### Trecho do texto
_ _ _ _ _
O conto que corre atrás de mim

   Há, nos dias de hoje, a difusão da crença de que somos resultado de um conjunto de conspirações do universo. Ainda não tive vontade de raciocinar mais profundamente sobre isso. Preciso, no entanto, confessar que, em se tratando de uma obra do escritor gaúcho Moacyr Scliar, acho que houve comigo uma dessas conspirações de que os profissionais de motivação hoje tanto falam.
    Veja bem... Nos meus doze/treze anos de idade recebi da professora de português a tarefa de copiar, à mão, dez contos/crônicas de diferentes escritores. É claro que, sempre afeiçoada a qualquer tipo de escrito, cumpri essa tarefa com muito prazer.
    O curioso é que de todo material copiado um conto, em especial, me causou real encantamento. "História porto-alegrense", de Moacyr Scliar, copiado na Biblioteca Pública Guilherme Schultz Filho (em Carazinho/RS), me inspirou para anos de raciocínio. Fiquei encantada com a habilidade do escritor e, também, com a essência do seu enfoque.
_ _ _ _ _
### Complete o seguinte
1. Traduza para o inglês, por favor, esta frase do trecho do texto: "Ainda não tive vontade de raciocinar mais profundamente sobre isso."
2. Atualize as linhas do conjunto de dados abaixo, trocando "grey cloud" por "gray cloud" e mantendo todo o resto igual. Deixe as imagens de fora da resposta.
_ _ _ _ _
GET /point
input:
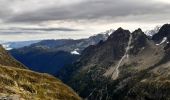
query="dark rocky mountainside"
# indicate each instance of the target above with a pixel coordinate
(49, 56)
(127, 66)
(18, 83)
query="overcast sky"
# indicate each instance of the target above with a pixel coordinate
(56, 19)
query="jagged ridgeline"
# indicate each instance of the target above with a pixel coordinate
(127, 66)
(17, 82)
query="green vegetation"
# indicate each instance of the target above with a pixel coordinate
(33, 86)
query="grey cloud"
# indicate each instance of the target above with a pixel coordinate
(115, 10)
(15, 30)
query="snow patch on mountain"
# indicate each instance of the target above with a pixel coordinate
(163, 40)
(153, 31)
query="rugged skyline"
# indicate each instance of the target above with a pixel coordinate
(42, 19)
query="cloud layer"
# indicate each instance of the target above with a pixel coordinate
(42, 13)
_ _ _ _ _
### Resultados por tarefa
1. I have not yet felt like reasoning more deeply about this.

2.
GET /point
input:
query="dark rocky mountainside"
# indicate each instance of the target above with a pixel coordinate
(49, 56)
(127, 66)
(18, 83)
query="overcast sky"
# indicate each instance of the target above with a pixel coordinate
(56, 19)
query="jagged ridgeline"
# indicate each instance of the target above with a pixel coordinate
(127, 66)
(17, 82)
query="green vegetation"
# indicate each instance of the target above with a pixel coordinate
(33, 86)
query="gray cloud"
# indicate each instance of the target above with a pixel coordinate
(115, 10)
(15, 30)
query="snow patch on mountain"
# indicate each instance of the target above with a pixel coordinate
(163, 40)
(153, 31)
query="rugged skyline"
# indicate each instance of the target above with a pixel coordinate
(42, 19)
query="cloud layer"
# indicate each instance of the target above with a pixel coordinate
(42, 13)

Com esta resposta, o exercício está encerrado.